● **SOURCE PASSAGE**:
------------------------------------------------
In [1]:
from google.colab import drive
drive.mount('/content/drive')

Mounted at /content/drive


In [3]:
!ls
%cd drive/MyDrive/pickle_files/
!ls

drive  sample_data
/content/drive/MyDrive/pickle_files
X_test.pickle		 X_train.pickle  Y_train_balanced.pickle
X_train_balanced.pickle  Y_test.pickle	 Y_train.pickle


In [4]:
import os
import numpy as np
import pickle
import random
from keras.preprocessing.image import ImageDataGenerator

# Load the pickled training data
with open("X_train.pickle", "rb") as pickle_in:
    X_train = pickle.load(pickle_in)

with open("Y_train.pickle", "rb") as pickle_in:
    Y_train = pickle.load(pickle_in)

# Verify the loaded data
print(f"Number of images in X_train: {len(X_train)}")
print(f"Number of labels in Y_train: {len(Y_train)}")
------------------------------------------------
● **DATA RECORDS**:
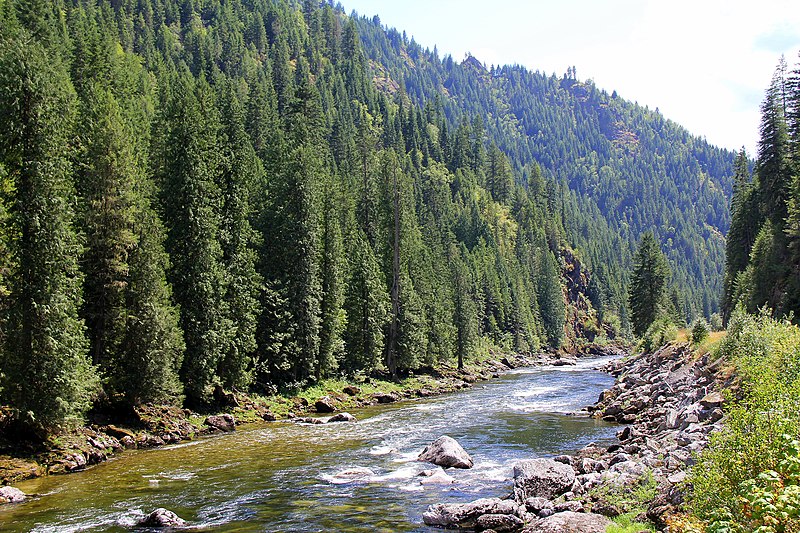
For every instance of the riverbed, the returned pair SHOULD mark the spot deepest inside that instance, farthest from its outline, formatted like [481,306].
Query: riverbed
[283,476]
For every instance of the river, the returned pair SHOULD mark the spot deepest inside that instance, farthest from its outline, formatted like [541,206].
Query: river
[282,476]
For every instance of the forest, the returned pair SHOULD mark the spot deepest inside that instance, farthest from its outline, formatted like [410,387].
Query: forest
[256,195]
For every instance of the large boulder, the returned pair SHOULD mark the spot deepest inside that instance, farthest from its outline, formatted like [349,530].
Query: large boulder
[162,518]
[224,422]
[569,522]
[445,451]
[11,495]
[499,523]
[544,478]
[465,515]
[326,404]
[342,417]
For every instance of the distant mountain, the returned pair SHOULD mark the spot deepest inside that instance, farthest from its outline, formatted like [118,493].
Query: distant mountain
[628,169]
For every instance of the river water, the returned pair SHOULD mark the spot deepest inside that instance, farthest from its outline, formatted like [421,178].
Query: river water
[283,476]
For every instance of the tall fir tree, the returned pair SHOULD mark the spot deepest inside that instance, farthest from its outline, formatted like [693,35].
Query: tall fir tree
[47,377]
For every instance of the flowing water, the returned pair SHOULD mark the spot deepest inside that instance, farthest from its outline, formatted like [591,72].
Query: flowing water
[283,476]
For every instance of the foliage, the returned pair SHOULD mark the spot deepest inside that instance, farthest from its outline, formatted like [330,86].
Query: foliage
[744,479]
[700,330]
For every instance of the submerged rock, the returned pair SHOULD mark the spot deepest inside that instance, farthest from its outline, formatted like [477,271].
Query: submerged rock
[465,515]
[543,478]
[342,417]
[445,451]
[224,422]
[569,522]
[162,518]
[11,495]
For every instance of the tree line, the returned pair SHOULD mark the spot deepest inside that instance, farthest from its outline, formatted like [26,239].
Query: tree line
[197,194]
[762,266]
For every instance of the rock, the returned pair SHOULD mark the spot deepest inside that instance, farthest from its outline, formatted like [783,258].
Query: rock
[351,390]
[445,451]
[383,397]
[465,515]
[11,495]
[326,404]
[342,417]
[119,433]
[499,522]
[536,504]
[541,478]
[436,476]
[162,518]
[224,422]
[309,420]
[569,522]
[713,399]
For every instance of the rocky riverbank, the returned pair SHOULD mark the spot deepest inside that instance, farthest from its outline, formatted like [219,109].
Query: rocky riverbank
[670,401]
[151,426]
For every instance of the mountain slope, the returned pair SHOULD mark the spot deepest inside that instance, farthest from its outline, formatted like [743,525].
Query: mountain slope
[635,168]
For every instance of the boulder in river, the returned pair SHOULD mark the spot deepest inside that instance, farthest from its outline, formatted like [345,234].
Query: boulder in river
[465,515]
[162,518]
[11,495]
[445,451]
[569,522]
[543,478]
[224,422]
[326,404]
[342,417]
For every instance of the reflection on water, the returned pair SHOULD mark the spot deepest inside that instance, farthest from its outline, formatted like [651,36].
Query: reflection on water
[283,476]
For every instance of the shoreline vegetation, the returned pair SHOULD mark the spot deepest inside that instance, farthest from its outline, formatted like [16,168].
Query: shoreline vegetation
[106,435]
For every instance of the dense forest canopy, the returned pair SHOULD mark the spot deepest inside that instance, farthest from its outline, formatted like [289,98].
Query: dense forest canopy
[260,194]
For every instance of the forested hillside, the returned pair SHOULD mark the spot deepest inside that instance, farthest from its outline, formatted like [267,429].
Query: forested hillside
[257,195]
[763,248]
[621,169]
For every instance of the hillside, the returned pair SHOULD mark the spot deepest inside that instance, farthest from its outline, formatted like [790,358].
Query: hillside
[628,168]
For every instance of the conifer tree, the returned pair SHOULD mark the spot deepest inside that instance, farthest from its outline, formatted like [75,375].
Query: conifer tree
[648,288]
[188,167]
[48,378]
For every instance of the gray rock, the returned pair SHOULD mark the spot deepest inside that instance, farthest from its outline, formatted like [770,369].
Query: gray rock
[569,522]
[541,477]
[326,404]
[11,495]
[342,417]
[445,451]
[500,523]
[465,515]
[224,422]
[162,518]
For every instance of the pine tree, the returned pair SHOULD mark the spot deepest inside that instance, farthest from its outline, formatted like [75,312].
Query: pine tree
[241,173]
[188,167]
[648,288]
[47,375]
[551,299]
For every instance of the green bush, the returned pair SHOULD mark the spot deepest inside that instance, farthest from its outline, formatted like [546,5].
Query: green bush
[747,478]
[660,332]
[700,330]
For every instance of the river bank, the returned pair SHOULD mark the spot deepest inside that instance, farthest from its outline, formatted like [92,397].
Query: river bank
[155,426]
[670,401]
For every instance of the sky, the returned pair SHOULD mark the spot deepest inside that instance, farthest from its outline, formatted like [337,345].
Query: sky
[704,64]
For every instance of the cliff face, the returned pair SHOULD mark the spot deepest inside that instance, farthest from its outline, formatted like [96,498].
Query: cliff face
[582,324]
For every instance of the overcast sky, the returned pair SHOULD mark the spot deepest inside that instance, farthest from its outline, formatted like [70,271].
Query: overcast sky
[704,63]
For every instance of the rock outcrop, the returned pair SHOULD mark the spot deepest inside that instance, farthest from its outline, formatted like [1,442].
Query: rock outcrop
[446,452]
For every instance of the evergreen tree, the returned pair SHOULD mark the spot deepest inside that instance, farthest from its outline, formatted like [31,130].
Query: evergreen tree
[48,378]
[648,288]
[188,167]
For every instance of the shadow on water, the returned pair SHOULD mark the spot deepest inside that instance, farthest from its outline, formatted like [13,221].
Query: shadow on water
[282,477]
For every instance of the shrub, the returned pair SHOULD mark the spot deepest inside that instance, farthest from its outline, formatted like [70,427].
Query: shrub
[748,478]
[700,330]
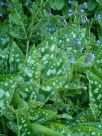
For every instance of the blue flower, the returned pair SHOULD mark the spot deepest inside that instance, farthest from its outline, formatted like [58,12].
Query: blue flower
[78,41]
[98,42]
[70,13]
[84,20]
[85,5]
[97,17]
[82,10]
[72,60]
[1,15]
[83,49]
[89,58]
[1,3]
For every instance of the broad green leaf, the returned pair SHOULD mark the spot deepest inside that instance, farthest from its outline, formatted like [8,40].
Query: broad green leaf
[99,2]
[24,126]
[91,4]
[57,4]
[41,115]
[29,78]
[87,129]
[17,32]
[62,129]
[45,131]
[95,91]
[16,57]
------------------------------------------------
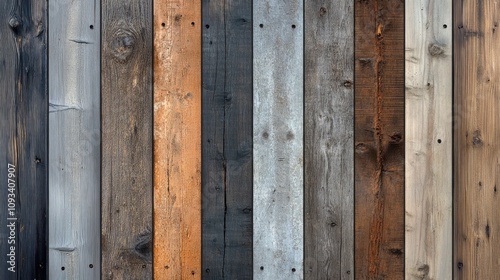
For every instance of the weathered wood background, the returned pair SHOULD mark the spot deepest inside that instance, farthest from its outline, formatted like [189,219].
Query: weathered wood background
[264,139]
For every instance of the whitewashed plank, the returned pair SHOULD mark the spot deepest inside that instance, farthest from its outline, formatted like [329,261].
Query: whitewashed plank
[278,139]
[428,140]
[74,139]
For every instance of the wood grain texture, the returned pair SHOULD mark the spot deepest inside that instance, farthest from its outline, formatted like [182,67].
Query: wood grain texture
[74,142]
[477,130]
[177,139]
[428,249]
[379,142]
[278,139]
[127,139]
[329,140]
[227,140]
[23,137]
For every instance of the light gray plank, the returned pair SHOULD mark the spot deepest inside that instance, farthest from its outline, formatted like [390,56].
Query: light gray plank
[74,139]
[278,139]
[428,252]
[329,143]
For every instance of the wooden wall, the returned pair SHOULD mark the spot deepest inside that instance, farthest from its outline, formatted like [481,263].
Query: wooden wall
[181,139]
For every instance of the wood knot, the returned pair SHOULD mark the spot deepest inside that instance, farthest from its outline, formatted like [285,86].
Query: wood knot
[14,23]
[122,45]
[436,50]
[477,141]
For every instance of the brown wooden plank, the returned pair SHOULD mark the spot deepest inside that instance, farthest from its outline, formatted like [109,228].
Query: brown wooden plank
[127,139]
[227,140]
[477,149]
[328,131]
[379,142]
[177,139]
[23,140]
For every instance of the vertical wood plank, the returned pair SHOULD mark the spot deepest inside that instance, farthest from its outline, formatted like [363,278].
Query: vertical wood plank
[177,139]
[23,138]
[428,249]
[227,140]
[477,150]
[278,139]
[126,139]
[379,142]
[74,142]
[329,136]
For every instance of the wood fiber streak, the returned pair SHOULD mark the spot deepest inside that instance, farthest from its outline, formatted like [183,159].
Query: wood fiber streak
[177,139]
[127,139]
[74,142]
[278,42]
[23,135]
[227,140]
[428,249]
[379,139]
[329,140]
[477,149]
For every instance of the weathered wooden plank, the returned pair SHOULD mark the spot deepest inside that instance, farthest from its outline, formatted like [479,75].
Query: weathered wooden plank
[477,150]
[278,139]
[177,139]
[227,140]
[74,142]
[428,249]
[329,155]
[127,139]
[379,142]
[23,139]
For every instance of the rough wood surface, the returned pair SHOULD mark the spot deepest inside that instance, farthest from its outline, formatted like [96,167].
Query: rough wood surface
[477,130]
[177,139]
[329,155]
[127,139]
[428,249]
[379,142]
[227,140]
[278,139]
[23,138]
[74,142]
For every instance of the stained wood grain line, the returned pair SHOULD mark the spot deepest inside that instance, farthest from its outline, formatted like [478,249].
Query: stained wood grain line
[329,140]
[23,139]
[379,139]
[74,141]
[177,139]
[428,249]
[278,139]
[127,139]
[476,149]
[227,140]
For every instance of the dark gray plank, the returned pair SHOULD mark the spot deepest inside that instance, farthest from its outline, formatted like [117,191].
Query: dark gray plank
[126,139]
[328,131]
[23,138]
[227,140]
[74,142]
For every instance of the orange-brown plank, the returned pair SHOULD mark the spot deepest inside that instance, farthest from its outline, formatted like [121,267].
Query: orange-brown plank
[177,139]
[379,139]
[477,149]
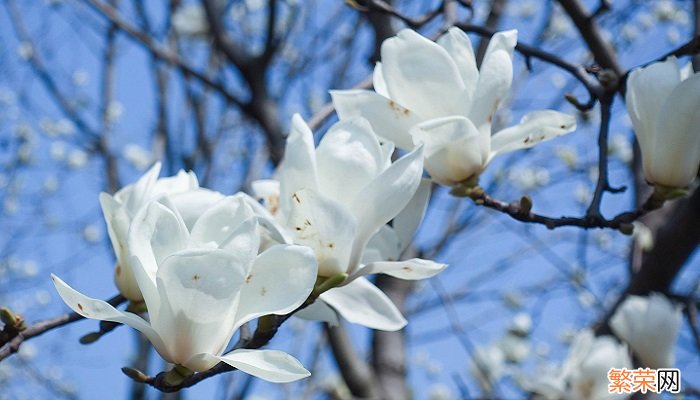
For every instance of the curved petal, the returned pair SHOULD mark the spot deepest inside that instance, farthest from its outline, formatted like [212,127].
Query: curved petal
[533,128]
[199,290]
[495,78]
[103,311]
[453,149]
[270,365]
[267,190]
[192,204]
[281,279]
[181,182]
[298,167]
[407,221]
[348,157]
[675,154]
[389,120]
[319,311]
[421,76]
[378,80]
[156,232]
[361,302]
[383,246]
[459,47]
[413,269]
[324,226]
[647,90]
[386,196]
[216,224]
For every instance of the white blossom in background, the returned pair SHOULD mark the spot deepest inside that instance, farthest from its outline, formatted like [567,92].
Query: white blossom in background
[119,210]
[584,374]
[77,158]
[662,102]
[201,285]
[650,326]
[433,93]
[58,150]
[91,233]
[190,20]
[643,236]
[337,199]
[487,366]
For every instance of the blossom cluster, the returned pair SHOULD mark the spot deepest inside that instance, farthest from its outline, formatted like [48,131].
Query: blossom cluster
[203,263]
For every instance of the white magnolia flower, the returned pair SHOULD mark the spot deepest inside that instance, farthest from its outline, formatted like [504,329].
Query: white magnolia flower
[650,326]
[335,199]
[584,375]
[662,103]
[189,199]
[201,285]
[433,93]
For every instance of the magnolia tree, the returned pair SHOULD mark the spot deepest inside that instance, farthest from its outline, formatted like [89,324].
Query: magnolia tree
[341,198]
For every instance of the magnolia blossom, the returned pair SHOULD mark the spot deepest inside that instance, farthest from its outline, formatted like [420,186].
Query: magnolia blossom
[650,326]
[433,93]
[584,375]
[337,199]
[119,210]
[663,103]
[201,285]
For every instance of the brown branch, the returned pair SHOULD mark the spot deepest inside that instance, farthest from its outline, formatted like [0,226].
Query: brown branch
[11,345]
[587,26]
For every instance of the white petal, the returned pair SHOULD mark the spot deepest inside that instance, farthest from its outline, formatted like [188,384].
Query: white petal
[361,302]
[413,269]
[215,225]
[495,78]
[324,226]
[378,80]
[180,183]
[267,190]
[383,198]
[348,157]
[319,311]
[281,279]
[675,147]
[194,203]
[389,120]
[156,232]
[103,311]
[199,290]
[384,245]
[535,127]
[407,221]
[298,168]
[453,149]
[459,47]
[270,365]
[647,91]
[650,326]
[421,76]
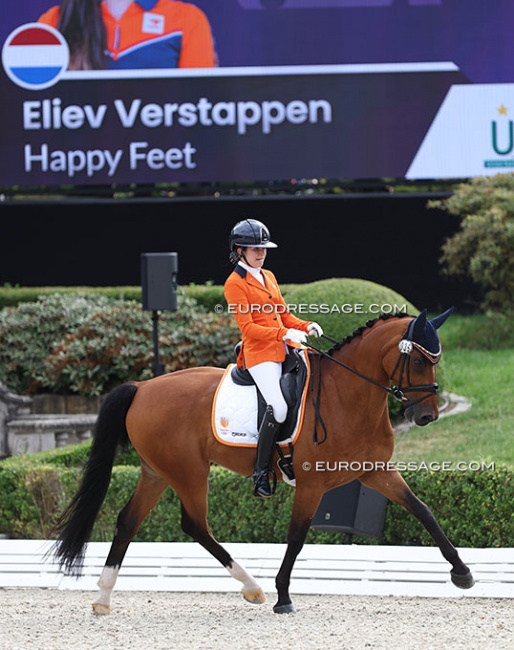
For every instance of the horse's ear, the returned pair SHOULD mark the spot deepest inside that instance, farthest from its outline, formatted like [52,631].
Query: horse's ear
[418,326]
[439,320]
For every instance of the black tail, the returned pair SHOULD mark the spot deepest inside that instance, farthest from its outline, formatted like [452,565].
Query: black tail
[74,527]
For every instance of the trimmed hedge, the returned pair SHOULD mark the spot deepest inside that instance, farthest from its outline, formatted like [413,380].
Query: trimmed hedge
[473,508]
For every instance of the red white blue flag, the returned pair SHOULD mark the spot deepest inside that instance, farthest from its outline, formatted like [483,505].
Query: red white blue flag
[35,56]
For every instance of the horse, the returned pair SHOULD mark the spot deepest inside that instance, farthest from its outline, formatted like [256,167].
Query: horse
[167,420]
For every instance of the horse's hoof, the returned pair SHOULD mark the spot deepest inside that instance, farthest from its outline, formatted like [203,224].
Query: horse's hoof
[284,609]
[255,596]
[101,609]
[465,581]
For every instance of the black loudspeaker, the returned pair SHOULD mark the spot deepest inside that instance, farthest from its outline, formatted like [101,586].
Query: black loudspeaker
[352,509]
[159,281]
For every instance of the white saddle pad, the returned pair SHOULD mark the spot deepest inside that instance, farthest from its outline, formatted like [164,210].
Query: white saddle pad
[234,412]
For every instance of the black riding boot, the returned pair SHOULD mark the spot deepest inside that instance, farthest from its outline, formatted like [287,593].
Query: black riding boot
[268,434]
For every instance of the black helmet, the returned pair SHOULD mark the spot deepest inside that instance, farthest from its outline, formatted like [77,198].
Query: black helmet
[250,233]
------------------------------------------------
● **WRITTEN INSTRUCTION**:
Answer these about the notebook above:
(a) At what path is the drive mounted?
(b) Which directory does the notebook change into before listing files again?
(c) Which two pickle files does the code load?

● **SOLUTION TO THE PROBLEM**:
(a) /content/drive
(b) /content/drive/MyDrive/pickle_files
(c) X_train.pickle and Y_train.pickle